**PROVIDED INFORMATION:**
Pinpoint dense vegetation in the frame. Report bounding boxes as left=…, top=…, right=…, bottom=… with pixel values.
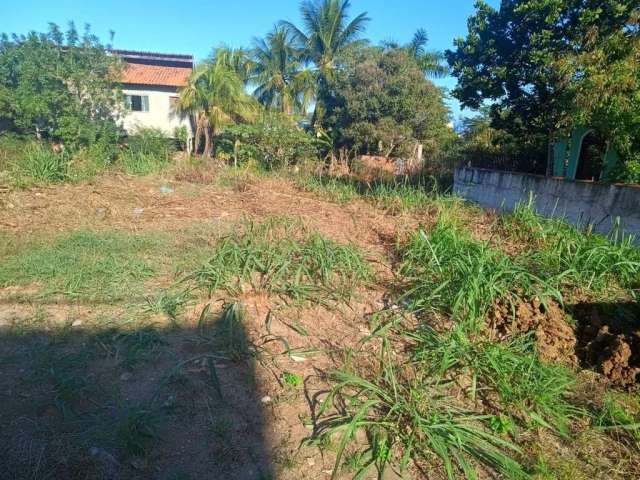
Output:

--

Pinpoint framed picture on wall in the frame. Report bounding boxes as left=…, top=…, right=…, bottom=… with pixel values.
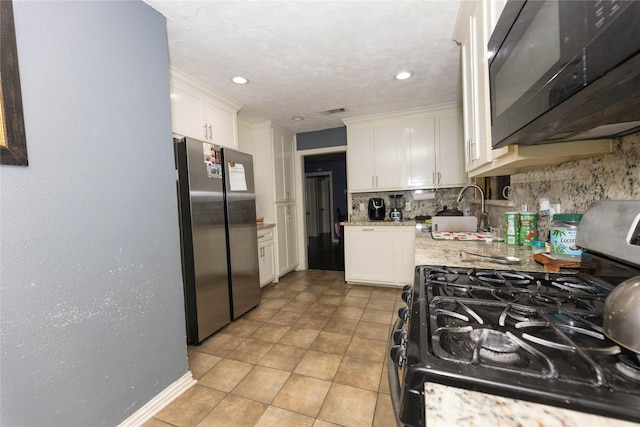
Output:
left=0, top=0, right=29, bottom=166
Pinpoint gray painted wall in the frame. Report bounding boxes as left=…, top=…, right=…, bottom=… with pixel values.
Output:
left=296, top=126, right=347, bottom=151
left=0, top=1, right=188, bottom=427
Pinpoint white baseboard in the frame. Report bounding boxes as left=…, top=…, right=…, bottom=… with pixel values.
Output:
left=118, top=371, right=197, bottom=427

---

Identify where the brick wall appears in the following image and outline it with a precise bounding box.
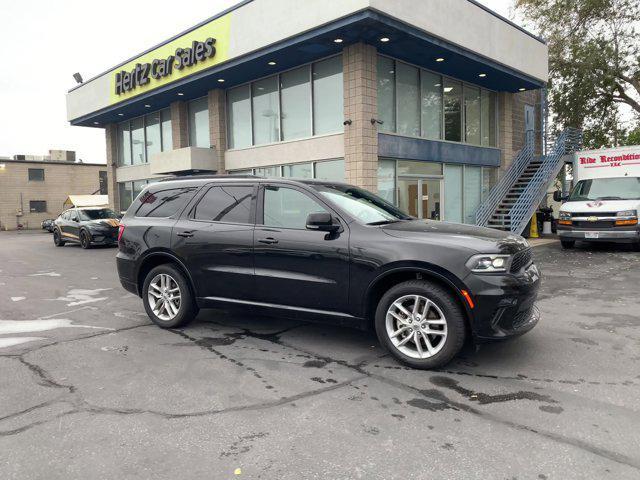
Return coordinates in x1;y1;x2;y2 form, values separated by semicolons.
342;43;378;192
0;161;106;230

**STATED GOAL:**
Rewrite the listing from the line with "Pinpoint gray painted" to the line with "left=0, top=1, right=188, bottom=427", changing "gray painted wall" to "beige painted wall" and leaving everything else unchanged.

**WRITTEN ANSWER:**
Pinpoint beige painted wall in the frame. Report bounding boxes as left=…, top=…, right=…, bottom=… with pixel values.
Output:
left=296, top=126, right=347, bottom=151
left=0, top=1, right=188, bottom=427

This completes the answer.